**INSTRUCTION**
In the records, change every "distant building" to "faraway tower" and reproduce all the lines without any other changes.

________________

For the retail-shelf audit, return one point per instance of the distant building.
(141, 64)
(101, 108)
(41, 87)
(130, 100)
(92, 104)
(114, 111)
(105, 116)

________________

**THE ANSWER**
For the retail-shelf audit, return one point per instance of the faraway tower.
(141, 64)
(101, 108)
(41, 87)
(130, 100)
(92, 104)
(114, 111)
(105, 116)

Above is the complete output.